From the line containing "For each tall" through the final line of the records, reproduce every line exactly.

[Extracted records]
###
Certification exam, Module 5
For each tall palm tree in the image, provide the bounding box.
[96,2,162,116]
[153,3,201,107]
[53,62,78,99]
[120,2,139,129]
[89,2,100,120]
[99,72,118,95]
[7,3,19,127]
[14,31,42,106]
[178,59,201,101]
###
■ THE COMPLETED TASK
For each tall palm tree in the image, provide the bounding box.
[96,2,162,116]
[153,3,201,107]
[53,62,78,99]
[120,2,139,129]
[89,2,100,120]
[99,72,118,95]
[7,3,19,127]
[14,31,42,106]
[178,59,201,101]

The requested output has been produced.